Work required: Rewrite the entries below so that "rugby player" becomes "athlete" wherever it occurs, and leave every other character untouched.

····················

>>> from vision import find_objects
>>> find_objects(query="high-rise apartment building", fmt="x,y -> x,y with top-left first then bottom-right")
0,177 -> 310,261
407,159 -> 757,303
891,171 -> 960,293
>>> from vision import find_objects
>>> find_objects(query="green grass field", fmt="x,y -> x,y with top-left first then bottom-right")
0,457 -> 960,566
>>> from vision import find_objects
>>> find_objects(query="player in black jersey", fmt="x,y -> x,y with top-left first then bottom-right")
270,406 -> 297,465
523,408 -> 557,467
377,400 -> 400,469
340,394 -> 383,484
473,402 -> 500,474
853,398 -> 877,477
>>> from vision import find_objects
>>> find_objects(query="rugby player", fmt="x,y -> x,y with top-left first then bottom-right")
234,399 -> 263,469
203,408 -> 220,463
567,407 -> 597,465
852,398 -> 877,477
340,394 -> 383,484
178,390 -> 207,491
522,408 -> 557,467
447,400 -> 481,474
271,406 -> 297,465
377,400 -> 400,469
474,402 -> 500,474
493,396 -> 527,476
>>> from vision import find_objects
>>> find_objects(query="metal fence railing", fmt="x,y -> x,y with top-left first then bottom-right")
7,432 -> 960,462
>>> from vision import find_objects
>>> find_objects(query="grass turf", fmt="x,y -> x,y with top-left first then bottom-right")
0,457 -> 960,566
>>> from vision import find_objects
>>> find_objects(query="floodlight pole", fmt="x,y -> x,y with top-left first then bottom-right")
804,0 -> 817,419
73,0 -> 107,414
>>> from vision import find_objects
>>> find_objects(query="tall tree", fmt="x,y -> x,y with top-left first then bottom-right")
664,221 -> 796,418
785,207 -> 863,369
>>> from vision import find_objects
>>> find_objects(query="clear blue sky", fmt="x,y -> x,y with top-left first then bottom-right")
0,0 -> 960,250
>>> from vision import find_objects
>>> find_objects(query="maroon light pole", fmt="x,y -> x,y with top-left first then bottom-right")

····················

Task solution:
>>> from vision import find_objects
>>> find_objects(query="high-rise apartment building", fmt="x,y -> x,y with top-left first then bottom-right")
0,177 -> 310,261
407,159 -> 757,303
891,171 -> 960,293
>>> from vision import find_objects
>>> find_objects(query="green grass field", fmt="x,y -> x,y with top-left first then bottom-right")
0,457 -> 960,566
>>> from vision import find_objects
>>> find_objects(query="player in black jersey", fmt="x,y -> x,y with top-left first then bottom-right")
270,406 -> 297,465
523,408 -> 557,467
377,400 -> 400,469
340,394 -> 383,484
473,402 -> 500,474
853,398 -> 877,477
>>> from vision import find_objects
>>> find_objects(query="athlete", fmt="x,y -> x,y with top-left first then bottom-right")
234,399 -> 263,469
203,408 -> 220,463
567,407 -> 597,465
852,398 -> 877,477
340,394 -> 383,484
178,390 -> 207,491
522,408 -> 557,467
447,400 -> 481,474
271,406 -> 297,465
377,400 -> 400,469
474,402 -> 500,474
493,396 -> 527,476
>>> from vision import find_objects
>>> find_objects(query="metal fence railing", fmt="x,y -> x,y with top-left first then bottom-right")
7,432 -> 960,462
>>> from vision import find_objects
>>> find_objects(query="grass turf", fmt="x,y -> x,y with top-left first then bottom-right")
0,457 -> 960,566
>>> from vision import find_objects
>>> find_objects(query="floodlight pole", fmt="x,y -> x,y with top-left first then bottom-right")
804,0 -> 817,419
73,0 -> 107,414
>>> from vision import find_objects
>>> find_objects(query="tall tree", fmt="x,y -> x,y with top-left first then bottom-right")
664,221 -> 796,418
785,207 -> 863,369
>>> from vision import find_objects
>>> find_objects(query="clear blue sky", fmt="x,y -> x,y with top-left first then bottom-right")
0,0 -> 960,250
>>> from vision import find_objects
>>> find_objects(query="maroon light pole", fmt="x,y -> x,y with top-left first then bottom-right")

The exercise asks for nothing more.